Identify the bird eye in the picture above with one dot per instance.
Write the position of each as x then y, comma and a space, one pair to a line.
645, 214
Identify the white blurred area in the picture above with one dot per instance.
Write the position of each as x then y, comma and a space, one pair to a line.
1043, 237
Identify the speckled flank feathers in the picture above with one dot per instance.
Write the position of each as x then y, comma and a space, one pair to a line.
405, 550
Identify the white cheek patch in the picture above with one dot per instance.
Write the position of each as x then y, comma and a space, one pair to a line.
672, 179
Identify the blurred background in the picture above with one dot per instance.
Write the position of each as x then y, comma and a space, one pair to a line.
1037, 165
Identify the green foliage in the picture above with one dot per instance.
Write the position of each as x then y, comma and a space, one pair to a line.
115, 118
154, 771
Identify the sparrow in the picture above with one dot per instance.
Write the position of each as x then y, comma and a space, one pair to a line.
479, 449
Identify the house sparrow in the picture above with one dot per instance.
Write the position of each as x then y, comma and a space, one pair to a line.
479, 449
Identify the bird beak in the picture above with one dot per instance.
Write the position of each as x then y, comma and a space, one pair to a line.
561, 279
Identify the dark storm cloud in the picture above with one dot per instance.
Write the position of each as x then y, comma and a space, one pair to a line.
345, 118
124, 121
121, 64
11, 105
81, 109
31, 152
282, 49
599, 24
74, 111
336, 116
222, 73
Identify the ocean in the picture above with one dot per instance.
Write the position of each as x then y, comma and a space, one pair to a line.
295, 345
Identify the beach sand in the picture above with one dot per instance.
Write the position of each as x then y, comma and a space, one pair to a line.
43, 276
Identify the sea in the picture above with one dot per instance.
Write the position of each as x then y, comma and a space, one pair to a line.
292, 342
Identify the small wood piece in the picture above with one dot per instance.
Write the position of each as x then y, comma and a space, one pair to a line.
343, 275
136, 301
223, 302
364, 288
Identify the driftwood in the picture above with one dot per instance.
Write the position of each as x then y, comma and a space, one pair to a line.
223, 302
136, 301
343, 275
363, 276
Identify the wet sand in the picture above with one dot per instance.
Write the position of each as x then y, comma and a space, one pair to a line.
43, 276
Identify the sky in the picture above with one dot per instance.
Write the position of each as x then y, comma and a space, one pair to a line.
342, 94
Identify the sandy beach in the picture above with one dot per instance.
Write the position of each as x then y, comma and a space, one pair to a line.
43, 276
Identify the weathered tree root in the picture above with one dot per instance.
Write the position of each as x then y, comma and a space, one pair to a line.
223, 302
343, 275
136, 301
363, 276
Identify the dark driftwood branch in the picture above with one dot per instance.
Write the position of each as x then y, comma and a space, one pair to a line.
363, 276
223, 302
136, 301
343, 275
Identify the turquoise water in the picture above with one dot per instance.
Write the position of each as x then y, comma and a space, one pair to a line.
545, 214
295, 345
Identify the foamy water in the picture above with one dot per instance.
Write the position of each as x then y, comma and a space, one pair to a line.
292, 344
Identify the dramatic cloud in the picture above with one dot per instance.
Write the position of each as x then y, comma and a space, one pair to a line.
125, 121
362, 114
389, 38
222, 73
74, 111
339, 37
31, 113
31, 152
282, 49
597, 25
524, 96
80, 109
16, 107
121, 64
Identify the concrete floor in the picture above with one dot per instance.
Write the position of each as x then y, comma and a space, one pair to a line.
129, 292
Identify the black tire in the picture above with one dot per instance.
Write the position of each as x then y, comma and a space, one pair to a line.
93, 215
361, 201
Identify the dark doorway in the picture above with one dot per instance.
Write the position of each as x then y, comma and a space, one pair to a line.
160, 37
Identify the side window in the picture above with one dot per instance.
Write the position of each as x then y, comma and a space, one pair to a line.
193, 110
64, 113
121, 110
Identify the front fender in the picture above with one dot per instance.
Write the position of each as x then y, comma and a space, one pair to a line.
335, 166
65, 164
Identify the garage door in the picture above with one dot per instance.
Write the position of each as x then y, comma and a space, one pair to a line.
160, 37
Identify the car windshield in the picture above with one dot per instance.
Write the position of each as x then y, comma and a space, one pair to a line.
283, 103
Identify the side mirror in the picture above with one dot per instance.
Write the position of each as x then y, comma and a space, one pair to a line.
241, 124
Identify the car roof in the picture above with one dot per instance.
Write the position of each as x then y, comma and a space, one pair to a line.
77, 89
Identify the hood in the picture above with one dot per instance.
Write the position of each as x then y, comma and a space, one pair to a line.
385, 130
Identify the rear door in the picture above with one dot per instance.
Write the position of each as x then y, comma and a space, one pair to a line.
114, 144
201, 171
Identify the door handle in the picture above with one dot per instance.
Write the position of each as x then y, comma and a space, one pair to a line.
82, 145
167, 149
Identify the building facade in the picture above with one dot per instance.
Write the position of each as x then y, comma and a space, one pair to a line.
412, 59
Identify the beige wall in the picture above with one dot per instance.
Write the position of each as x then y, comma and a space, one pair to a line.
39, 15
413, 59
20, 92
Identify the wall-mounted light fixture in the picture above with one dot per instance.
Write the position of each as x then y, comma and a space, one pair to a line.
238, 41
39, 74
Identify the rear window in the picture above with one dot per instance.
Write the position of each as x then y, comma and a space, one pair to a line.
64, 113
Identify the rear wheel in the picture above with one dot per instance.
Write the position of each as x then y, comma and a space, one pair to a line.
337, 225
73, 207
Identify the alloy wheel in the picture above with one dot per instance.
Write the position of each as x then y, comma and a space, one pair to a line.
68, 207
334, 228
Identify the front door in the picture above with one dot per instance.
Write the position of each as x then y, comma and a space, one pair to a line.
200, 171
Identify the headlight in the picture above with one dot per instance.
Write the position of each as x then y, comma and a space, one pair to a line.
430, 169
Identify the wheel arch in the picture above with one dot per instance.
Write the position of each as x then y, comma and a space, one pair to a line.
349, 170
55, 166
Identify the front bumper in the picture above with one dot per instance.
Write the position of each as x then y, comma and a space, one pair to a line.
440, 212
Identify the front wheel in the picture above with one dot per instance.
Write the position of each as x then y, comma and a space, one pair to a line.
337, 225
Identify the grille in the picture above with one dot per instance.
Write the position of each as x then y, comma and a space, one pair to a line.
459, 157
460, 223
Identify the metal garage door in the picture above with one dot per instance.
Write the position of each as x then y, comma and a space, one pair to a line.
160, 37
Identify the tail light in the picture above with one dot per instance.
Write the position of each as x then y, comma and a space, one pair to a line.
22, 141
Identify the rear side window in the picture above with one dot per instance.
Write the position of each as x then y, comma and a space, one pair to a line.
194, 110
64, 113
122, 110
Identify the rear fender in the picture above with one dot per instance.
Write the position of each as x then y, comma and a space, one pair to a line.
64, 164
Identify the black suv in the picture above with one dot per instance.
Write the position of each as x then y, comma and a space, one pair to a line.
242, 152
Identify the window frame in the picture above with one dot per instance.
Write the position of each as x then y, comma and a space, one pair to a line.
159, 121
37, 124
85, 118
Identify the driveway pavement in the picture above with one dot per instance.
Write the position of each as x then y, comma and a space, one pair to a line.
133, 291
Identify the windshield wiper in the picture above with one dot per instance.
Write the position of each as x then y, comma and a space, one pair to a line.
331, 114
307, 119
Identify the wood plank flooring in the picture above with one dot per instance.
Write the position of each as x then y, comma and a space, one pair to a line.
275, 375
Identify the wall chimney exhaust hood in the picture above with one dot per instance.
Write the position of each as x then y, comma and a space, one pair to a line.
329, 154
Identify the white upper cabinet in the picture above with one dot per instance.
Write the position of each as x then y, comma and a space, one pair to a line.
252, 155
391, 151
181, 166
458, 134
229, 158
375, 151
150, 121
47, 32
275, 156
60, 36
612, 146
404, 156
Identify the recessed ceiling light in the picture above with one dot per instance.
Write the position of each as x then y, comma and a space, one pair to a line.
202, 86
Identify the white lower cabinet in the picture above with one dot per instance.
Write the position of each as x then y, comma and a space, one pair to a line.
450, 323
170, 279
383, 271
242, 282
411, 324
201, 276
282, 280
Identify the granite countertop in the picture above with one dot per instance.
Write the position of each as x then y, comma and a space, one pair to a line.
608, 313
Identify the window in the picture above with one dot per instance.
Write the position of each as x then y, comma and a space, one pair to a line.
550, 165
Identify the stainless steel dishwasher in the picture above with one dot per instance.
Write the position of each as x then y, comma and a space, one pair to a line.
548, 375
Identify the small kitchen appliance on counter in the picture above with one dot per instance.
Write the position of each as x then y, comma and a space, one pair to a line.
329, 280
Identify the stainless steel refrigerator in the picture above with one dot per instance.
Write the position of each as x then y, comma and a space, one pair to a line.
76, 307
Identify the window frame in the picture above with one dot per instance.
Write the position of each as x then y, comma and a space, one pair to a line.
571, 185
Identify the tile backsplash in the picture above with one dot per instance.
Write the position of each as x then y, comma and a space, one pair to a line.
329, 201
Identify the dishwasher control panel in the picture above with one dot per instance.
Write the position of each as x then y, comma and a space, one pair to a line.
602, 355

────────

**What to work on**
In the listing above, find the line with "Identify the small kitchen" and set down that line and all after it exactly, through the final line.

**Exercise response**
Identify the small kitchen appliance on counter in the picture above with one dot per instance.
Write the position of each as x then y, comma and a space, one pair to a line.
329, 280
Identify the stainless steel refrigerator in the picture above with one dot per instance.
Write the position of each as x then y, comma and a space, one pair to a line.
76, 307
Identify the window frame in the picture above with one dot per instance.
Write the position of each as x then y, comma and a space, one pair to a line.
571, 185
Identify the tile backsplash in the picture above with one dot per instance.
Write the position of each as x then y, comma and a space, one pair to a line.
329, 201
Identify the dishwasher control panel in the picture above with one dot per instance.
Write the position of each as x then y, comma and a space, one pair to a line.
602, 355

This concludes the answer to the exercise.